▸ Input records:

==*==

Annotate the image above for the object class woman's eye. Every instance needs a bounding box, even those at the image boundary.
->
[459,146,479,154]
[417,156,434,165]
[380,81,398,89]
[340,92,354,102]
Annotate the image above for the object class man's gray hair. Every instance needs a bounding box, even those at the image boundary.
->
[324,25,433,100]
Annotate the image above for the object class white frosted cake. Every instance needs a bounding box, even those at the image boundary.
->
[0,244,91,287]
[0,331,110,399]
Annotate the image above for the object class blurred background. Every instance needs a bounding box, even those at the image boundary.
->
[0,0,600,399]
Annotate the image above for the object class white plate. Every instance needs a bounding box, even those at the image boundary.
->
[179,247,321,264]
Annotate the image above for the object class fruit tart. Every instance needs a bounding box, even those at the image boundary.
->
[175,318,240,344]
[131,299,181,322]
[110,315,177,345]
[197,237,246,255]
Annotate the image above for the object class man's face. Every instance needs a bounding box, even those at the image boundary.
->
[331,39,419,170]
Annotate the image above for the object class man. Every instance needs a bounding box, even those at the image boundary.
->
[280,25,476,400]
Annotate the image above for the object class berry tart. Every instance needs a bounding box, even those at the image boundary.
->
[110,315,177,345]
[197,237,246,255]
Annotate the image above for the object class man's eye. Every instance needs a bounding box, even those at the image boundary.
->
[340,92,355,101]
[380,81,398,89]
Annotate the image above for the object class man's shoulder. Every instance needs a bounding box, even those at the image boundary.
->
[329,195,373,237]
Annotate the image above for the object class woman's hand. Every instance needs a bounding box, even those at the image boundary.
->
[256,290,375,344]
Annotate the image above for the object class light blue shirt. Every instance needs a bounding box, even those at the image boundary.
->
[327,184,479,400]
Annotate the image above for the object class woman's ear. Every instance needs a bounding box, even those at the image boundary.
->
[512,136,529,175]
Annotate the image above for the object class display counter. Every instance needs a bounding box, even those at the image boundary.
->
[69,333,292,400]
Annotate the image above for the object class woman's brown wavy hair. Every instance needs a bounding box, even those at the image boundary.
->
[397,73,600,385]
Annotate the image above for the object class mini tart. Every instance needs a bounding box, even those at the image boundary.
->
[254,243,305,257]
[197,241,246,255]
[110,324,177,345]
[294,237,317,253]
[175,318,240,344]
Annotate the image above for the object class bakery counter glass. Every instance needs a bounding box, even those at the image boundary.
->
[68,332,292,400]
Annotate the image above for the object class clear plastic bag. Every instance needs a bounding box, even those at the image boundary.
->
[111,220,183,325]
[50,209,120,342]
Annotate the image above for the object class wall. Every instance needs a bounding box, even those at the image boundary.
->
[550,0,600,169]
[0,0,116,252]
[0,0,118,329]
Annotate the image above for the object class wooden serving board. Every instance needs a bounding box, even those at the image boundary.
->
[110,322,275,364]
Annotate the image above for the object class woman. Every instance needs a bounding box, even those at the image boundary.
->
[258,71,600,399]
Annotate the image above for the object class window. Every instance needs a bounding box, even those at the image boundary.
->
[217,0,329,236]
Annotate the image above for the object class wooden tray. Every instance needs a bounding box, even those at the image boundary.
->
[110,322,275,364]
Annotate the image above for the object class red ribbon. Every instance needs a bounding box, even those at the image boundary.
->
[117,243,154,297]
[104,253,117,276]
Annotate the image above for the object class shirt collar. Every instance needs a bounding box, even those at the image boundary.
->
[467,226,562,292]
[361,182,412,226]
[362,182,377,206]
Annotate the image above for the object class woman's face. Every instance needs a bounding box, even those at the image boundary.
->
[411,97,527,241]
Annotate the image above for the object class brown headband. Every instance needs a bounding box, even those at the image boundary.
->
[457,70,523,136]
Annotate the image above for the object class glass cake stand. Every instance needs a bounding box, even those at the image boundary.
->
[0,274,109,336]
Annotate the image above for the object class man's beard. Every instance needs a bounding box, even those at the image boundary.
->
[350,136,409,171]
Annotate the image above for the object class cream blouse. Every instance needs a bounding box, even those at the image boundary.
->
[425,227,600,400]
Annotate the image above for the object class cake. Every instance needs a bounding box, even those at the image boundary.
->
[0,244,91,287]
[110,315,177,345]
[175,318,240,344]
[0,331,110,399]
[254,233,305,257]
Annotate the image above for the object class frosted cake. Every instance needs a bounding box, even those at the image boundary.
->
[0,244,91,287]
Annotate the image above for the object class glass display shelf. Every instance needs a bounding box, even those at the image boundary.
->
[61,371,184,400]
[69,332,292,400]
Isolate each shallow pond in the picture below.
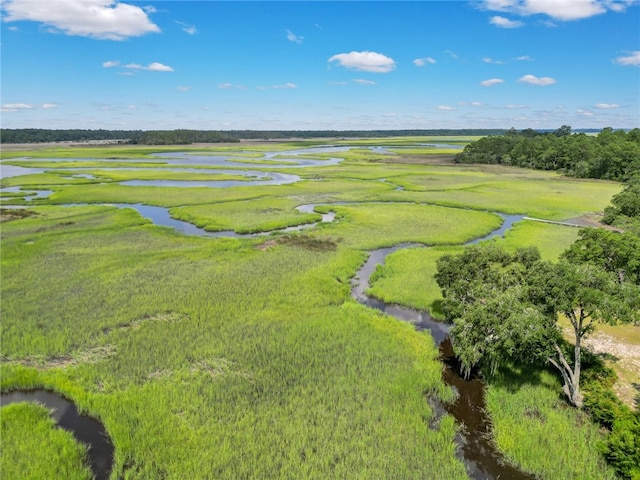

==*==

Can you render every item above as a numbered list, one entry per line, with blank lines dropped and the pictures left out?

1. Annotate the image above for the object class woman's eye. Every instance needs a bounding box, even those at the image boundary.
2. ->
3. [459,146,479,154]
4. [417,156,434,165]
5. [380,81,398,89]
6. [340,92,354,102]
7. Annotate the image above for the object class man's gray hair. Every instance needs a bounding box, even those at the image boundary.
8. ->
9. [324,25,433,100]
10. Annotate the image above for the object class white frosted cake. Every instance needs a bounding box, even those at the image boundary.
11. ->
12. [0,244,91,287]
13. [0,331,110,399]
14. Annotate the image above for the object class blurred background. Every instance needs a bounding box, even those at the image boundary.
15. ->
16. [0,0,600,399]
17. Annotate the image above for the object class white plate. Every instance needs a bounding box, even those at the image boundary.
18. ->
19. [179,247,321,264]
20. Annotate the image above for the object class fruit tart. Every instance needs a bounding box, even those at the image boundary.
21. ->
22. [175,318,240,344]
23. [131,299,181,322]
24. [110,315,177,345]
25. [197,237,246,255]
26. Annotate the image above for the object class man's face. Every instance needs a bounding box, even those at the image boundary.
27. ->
28. [331,39,419,170]
29. Annotate the image above for the object class man. Every instance needs a bounding box, even those at the image boundary.
30. ->
31. [280,25,476,400]
32. Annotate the image above for the object class berry tart. Every instance needs a bounding box, even those at the image boundary.
33. ->
34. [110,315,177,345]
35. [197,237,246,255]
36. Annotate the image above for the object class man's eye. Every instance needs a bounding box, even those at the image boundary.
37. ->
38. [340,92,355,101]
39. [380,81,398,89]
40. Annotate the image above for the object class man's shoulder. Every instance needs a bounding box, even those at the image boundary.
41. ->
42. [329,195,373,237]
43. Annotate the image above for the object class woman's hand. Every instance needs a bounding box, even those at the image boundary.
44. ->
45. [256,290,375,344]
46. Annotate the image above for the object class light blue shirt. Every instance needs a bounding box, even those at the image boundary.
47. ->
48. [327,184,479,400]
49. Annotate the image above for the object class woman's ear. Every instance needs a bounding box, even those at the image boundary.
50. ->
51. [512,136,529,175]
52. Annotate the image above for the object class display counter. Every instance needs a bounding box, even those at the image boundary.
53. ->
54. [69,333,292,400]
55. Annotate the image above for the object class woman's brown wavy hair. Every instance needs a bounding box, even those at the image boundary.
56. ->
57. [397,73,600,385]
58. Annotate the image above for the object class mini tart. Every instance needs a bounding box, even those at the image boundary.
59. ->
60. [254,243,305,257]
61. [197,241,246,255]
62. [110,324,177,345]
63. [294,237,317,253]
64. [175,318,240,344]
65. Annotate the image above for the object class bakery counter glass. Every instance needs a bounding box, even those at the image boundary.
66. ->
67. [68,332,292,400]
68. Annotate the image above for the object class clear plastic bag. Every instance needs a bounding box, even those at the image boundary.
69. ->
70. [111,220,183,325]
71. [50,209,120,342]
72. Annotate the image above for the object class wall. Every instance needs a bounding box, even those at the image boundary.
73. ->
74. [550,0,600,169]
75. [0,0,116,252]
76. [0,0,118,329]
77. Annotate the image above for the object class wooden serving board. Every instance needs a bounding box, even those at the image boundary.
78. ->
79. [110,322,275,364]
80. Annotate the image above for the object class woman. Every instance needs a bounding box, even those at the image boundary.
81. ->
82. [258,71,600,399]
83. Annotate the image above for the object class window. Every instance needs a bounding box, even those at the image boundary.
84. ->
85. [217,0,329,236]
86. Annotate the image above for the object class wooden tray. Every instance needs a bounding box, even those at the image boundary.
87. ->
88. [110,322,275,364]
89. Annotate the image above for the object class red ribbon. Every instance needs a bounding box, even those at the image boundary.
90. ->
91. [117,243,154,297]
92. [104,253,117,276]
93. Annotate the image above for the object class shirt collar. Every instance needs a bounding box, even those at the image boundary.
94. ->
95. [467,226,562,292]
96. [361,182,412,226]
97. [362,182,377,206]
98. Annotate the image above for the object class woman's face. Every instance needs a bounding box, even those at the image boundary.
99. ->
100. [411,97,527,241]
101. Annotate the image above for the object class brown headband. Every instance needs a bounding box, even those at the image boundary.
102. ->
103. [457,70,523,136]
104. Annotate the image above for the object class glass cake stand. Every instance needs a bounding box, even those at the image boundary.
105. ->
106. [0,274,109,336]
107. Annotate the image above for the object class man's beard. Every instance needs a bounding box, even those at the image boundary.
108. ->
109. [350,136,409,171]
110. Annotate the image above for the object class cream blouse. Every instance needs a bounding box, even those at the image boundary.
111. ->
112. [425,227,600,400]
113. Annotate the image above for the object class cake. Every instance needs a bounding box, even those at the image boundary.
114. ->
115. [0,244,91,287]
116. [110,315,177,345]
117. [175,318,240,344]
118. [0,331,110,399]
119. [254,233,305,257]
120. Annotate the image above for the object class frosted cake. Every instance needs a bounding box, even those at the image boundary.
121. ->
122. [0,244,91,287]
123. Annotate the image above for the object class glass display shelf. Every instance needs a bounding box, even those at the image boundary.
124. ->
125. [61,371,184,400]
126. [69,332,292,400]
127. Isolate each shallow pond in the picture below.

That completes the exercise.